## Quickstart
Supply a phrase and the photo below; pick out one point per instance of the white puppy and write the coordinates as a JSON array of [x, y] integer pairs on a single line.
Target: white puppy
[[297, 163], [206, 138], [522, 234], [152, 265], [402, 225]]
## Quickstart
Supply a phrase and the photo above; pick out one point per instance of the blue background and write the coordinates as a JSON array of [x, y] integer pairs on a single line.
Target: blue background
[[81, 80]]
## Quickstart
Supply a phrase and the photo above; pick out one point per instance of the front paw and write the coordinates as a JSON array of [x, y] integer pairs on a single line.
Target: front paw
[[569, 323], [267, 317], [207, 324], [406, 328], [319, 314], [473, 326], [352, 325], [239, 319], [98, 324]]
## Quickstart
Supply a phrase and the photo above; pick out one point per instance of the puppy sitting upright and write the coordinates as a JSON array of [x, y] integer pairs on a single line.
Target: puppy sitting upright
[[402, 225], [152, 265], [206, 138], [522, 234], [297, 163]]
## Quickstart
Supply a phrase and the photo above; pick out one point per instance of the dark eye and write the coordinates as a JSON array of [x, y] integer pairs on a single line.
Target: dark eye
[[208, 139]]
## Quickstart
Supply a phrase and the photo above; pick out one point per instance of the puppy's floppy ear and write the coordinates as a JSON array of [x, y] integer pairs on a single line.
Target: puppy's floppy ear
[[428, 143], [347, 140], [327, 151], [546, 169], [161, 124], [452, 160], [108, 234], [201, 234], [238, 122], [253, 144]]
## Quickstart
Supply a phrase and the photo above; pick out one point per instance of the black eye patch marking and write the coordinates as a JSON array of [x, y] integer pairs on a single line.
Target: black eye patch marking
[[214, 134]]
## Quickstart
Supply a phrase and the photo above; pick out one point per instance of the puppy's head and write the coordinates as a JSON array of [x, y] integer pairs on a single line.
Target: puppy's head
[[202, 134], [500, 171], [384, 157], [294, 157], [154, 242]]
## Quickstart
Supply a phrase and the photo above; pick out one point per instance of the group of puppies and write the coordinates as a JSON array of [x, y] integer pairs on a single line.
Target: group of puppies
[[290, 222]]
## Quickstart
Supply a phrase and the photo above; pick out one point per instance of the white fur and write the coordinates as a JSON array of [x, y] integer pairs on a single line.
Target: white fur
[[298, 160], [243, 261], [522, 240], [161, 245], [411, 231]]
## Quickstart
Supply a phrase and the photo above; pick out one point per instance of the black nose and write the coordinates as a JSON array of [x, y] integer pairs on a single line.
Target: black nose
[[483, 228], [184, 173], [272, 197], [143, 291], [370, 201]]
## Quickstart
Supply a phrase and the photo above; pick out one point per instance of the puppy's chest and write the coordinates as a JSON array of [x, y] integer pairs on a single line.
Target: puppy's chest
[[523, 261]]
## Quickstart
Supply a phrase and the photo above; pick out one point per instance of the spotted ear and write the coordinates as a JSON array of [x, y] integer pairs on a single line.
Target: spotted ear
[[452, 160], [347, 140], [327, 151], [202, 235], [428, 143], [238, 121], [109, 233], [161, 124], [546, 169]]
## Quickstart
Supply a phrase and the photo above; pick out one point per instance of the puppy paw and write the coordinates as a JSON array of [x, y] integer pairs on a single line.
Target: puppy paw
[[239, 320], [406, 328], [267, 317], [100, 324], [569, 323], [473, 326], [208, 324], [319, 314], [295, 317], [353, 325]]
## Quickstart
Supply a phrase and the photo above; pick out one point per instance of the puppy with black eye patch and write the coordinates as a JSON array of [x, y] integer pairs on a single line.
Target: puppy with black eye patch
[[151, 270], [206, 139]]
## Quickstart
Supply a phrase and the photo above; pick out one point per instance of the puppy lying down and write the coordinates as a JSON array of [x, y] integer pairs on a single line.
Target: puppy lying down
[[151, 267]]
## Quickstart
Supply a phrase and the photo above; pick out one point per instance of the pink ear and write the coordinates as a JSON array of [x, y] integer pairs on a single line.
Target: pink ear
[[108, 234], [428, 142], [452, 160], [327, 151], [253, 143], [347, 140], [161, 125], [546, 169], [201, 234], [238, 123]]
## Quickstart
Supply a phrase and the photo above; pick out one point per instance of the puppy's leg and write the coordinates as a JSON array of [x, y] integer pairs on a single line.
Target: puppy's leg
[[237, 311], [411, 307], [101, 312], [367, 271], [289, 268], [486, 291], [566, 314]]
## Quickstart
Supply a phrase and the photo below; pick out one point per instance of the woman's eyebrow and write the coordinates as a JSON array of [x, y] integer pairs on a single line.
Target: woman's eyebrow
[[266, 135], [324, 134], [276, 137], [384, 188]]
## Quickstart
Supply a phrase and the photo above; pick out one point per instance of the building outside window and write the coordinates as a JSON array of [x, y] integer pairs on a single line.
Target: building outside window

* [To be done]
Repeat the lines above exactly.

* [Reply to the task]
## Quickstart
Supply a phrase and the photo below; pick out one point per instance of the white puppy and write the coordinates as a JSON array of [x, y] integer pairs on a single line.
Target: white puppy
[[297, 163], [206, 138], [522, 234], [152, 265], [402, 225]]
## Quickstart
Supply a phrase and the photo above; pick out one point per instance of the blue background and write the coordinates as a JSON array of [x, y] integer pairs on a single line.
Target: blue background
[[81, 80]]
## Quickstart
Supply a phrase and the photo above; pick out one point per instance of the front paw and write the coordinates as a JSON array of [x, y] integer pairs on a single line.
Target: front paw
[[569, 323], [267, 317], [207, 324], [406, 328], [319, 314], [473, 326], [352, 325], [239, 319], [98, 324]]
## Quickstart
Supply a phrase and the photo above; pick out one point per instance of the puppy sitting upright and write the coordinates as a JSON array of [x, y] integer pairs on a single line.
Target: puppy sitting upright
[[402, 225], [152, 265], [206, 138], [522, 234], [297, 163]]
## Quickstart
Supply a phrase and the photo above; pick out one point per instance of the dark eye and write the coordinates as a JSON array of [x, y] integer pairs on a single line.
Target: dark eye
[[208, 139]]
## Quickstart
Supply a phrase and the photo above; pick out one point per instance of the puppy's floppy ear and write the coordinates as a JSON array of [x, y] integer pairs on a single line.
Target: puppy's floppy ear
[[428, 143], [347, 140], [327, 151], [546, 169], [161, 124], [452, 160], [108, 234], [201, 234], [238, 122], [253, 144]]
## Quickstart
Supply a phrase and the photo above; pick out one point per instance of the black eye patch marking and write the coordinates as a JSON array of [x, y] integer pairs on a single line.
Target: black eye patch marking
[[214, 134]]
## Quickstart
Supply a phrase and the photo above; pick out one point per instance of the puppy's head and write the coordinates as a JSON array of [x, y] integer pairs on a single line.
Target: puppy's head
[[202, 134], [500, 171], [384, 157], [294, 157], [154, 242]]
## Quickstart
Supply a phrase and the photo above; pick out one point per instance of the group of puppies and write the coordinates as a JSON array of [x, y] integer pairs on a single line.
Target: group of puppies
[[290, 222]]
## Quickstart
Supply a phrase and the photo above; pick out one point per instance of the white fur and write the coordinates as a JSON array of [x, y] integer pairs on a single line.
Target: white fur
[[298, 160], [243, 261], [522, 240], [161, 245], [411, 231]]
## Quickstart
Supply a phrase and the photo above; pick out one point per instance of the black nose and write the coordinates as a JSON array of [x, y] integer pairs on a single line.
Target: black nose
[[483, 228], [184, 173], [272, 197], [143, 291], [370, 201]]
## Quickstart
Supply a phrase and the photo above; pick out one point per instance of the puppy's chest and write the coordinates as a JSON array of [x, y] integer pairs on a single line.
Target: puppy's chest
[[523, 261]]
## Quickstart
Supply a phrase and the photo above; pick out one point per instance of the spotted ear and write the coordinates as a JSON array of [x, y] integer pairs on a single line.
Target: spotted ear
[[452, 160], [347, 140], [327, 151], [202, 235], [428, 143], [238, 121], [109, 233], [161, 124], [546, 169]]
## Quickstart
Supply a phrase and the photo above; pick out one point per instance of the puppy paw and write the coordinates as a JSON array of [x, y] integer pairs on a single line.
Target: puppy paw
[[239, 320], [406, 328], [267, 317], [100, 324], [569, 323], [473, 326], [208, 324], [319, 314], [295, 317], [353, 325]]
## Quickstart
Supply a phrase and the photo above; pick out one point per instance of the puppy with black eye patch and write the coordinates as a JSON array of [x, y] integer pairs on a single line.
Target: puppy with black eye patch
[[151, 270], [206, 139]]
## Quickstart
Supply a phrase and the photo above; pick out one point per instance of the puppy lying down and write the coordinates as a JSON array of [x, y] integer pairs on a single line.
Target: puppy lying down
[[151, 267]]
## Quickstart
Supply a phrase and the photo above; pick out one point per instance of the pink ear and write the coordinates as a JSON array of [x, y] integer pairs on a single line.
Target: pink ear
[[108, 234], [428, 142], [452, 160], [327, 151], [253, 143], [347, 140], [161, 125], [546, 169], [201, 234], [238, 123]]
## Quickstart
Supply a phrase and the photo above; pick out one point per instance of the puppy's leg and write the coordinates as a JSON array of [x, y] integer pairs on a single line.
Target: puppy's leg
[[237, 311], [411, 307], [101, 312], [367, 271], [289, 268], [486, 291], [566, 314]]
## Quickstart
Supply a phrase and the photo below; pick out one point per instance of the woman's eyebrow and write the coordinates as a JSON array of [x, y] integer pairs on a single line.
Target: woman's eyebrow
[[266, 135], [324, 134], [276, 137], [384, 188]]
## Quickstart
Supply a phrase and the photo above; pick out one point per instance of the building outside window and write the coordinates as a JSON array of [x, y] integer pairs on a single line.
Target: building outside window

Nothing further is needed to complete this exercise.